Pular para o conteúdo principal

Por que carro?

Porque é a melhor maneira, e a mais confortável, de ir de “A” a “B”. Porque simboliza poder e dá status. Porque o vizinho tem. Porque sem carro não vou conseguir comer ninguém. Essas são apenas algumas das possíveis respostas à pergunta do nosso título. Entretanto, buscando uma boa razão para continuar trabalhando para a indústria automotiva (uma das grandes vilãs do momento), cheguei a uma conclusão diferente.

Com o tempo, possuir e guiar um veículo motorizado pode ganhar dimensões “mundanas” como as sugeridas no primeiro parágrafo. Mas no começo não. No começo tudo o que você quer é sentir que domina uma máquina complicada como o automóvel. Quer sentir que só depende do pé direito para sair voando por aí. Quer sentir o frio na espinha quando ultrapassar os 40 Km/h pela primeira vez, a máxima velocidade que já tinha conseguido com sua bicicleta, naquela descidona do seu bairro. É um desafio ao design original do nosso corpo em termos de reflexos, velocidade e força. Somos mais do que fomos projetados para ser dentro de um aparato que nós mesmos projetamos. O paradoxo. É isto que nos atrai no começo, não o “mundano”, mas o paradoxal. Como é que pode? Essa é a pergunta que tentamos responder com nossos próprios pés.
--*--
▶ Exercício 1: No trecho sobre o automóvel, qual velocidade corresponde à máxima já alcançada com a bicicleta, naquela descidona do bairro?
▶ Exercício 2: Resuma em duas frases o trecho sobre o automóvel.

[Entradas de apontamento de objetos nomeados]
--*--
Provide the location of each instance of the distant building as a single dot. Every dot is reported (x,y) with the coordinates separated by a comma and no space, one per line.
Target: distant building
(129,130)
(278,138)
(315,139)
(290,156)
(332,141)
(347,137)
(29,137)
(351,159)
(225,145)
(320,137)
--*--
▶ Resultado final 1: 40 Km/h.

▶ Resultado final 2: O trecho apresenta respostas possíveis à pergunta "por que carro?", como conforto, poder, status e o fato de o vizinho ter um, mas chega a uma conclusão diferente. No começo, o que atrai não é o "mundano", e sim o paradoxal: sentir que se domina uma máquina complicada e se desafia o design original do corpo em termos de reflexos, velocidade e força.